SET PROBLEM:
Reproduce exactly the line in which "post in the photo above." occurs and all the lines after it, ending with the last line.

A block of data:
▼▼▼
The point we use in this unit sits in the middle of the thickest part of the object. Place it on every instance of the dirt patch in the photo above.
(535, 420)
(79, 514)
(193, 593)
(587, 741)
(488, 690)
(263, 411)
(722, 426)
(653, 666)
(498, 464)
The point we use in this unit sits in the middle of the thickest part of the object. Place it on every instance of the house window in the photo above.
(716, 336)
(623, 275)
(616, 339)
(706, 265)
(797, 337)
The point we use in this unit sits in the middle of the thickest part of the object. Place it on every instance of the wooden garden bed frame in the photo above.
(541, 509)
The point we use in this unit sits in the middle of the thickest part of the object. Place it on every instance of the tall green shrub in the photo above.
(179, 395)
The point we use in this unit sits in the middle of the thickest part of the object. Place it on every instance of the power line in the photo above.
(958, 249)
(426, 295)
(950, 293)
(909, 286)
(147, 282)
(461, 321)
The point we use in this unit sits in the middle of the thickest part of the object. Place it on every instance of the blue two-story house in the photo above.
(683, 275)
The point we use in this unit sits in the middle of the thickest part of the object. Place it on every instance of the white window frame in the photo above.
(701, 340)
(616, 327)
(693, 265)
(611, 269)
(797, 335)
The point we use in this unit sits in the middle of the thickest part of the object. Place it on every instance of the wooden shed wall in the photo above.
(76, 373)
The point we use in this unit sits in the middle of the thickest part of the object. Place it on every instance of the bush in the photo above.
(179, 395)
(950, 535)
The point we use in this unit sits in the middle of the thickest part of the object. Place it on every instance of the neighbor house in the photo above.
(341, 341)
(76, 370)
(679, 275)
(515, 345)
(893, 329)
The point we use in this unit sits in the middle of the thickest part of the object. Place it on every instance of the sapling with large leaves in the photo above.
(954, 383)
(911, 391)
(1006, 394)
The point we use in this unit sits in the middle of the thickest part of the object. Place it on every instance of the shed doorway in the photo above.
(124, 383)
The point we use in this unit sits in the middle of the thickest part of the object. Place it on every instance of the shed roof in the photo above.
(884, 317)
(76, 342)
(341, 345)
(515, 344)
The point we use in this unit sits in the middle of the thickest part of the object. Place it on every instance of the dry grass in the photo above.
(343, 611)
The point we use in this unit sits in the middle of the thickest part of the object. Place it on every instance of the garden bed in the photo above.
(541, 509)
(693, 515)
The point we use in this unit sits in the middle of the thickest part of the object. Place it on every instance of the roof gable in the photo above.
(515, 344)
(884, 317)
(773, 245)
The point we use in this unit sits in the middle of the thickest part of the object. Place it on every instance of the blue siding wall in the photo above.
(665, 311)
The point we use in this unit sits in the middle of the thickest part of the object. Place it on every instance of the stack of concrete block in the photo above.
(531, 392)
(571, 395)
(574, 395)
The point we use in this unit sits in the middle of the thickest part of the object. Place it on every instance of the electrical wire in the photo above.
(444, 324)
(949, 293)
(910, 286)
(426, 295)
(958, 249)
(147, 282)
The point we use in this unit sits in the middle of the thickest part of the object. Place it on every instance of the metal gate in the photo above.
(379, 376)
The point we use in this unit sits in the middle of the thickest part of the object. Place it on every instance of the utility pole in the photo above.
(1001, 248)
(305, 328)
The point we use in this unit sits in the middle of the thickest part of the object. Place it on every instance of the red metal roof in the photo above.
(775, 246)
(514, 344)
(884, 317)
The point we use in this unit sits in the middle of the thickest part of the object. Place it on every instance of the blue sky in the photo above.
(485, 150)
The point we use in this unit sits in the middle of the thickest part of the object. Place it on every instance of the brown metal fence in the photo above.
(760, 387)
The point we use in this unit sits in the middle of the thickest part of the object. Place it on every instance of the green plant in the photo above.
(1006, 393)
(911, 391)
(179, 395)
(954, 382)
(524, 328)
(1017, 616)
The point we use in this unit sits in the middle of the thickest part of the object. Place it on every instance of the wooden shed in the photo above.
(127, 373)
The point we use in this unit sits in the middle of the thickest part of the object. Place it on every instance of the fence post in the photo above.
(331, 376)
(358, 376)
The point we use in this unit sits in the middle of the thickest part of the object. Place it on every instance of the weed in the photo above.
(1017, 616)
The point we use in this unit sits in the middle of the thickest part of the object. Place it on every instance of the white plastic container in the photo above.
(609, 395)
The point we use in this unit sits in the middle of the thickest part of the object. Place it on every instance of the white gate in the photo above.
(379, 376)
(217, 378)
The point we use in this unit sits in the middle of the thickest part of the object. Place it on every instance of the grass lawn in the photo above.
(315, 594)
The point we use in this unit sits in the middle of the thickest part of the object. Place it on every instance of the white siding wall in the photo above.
▲▲▲
TASK RESULT:
The point we use in this unit sits in the middle of the thickest part of the object. Place it on every instance of the fence post in the photo above.
(331, 376)
(358, 376)
The point we use in this unit sits in the middle of the thickest part of the object. Place it on every instance of the weed in the photo above.
(1017, 616)
The point we use in this unit sits in the middle of the thickest part of the object. Place it on every instance of the white plastic container in the photo above.
(609, 395)
The point we use in this unit sits in the middle of the thickest part of the object. Place it on every instance of the white gate in the photo above.
(379, 376)
(217, 378)
The point we use in this unit sits in the middle of the thickest part of the object. Place it on every instance of the grass lawn in the photo above.
(315, 594)
The point we use in this unit sits in the middle of the thickest part of the object. Place it on every instance of the white siding wall in the photo above.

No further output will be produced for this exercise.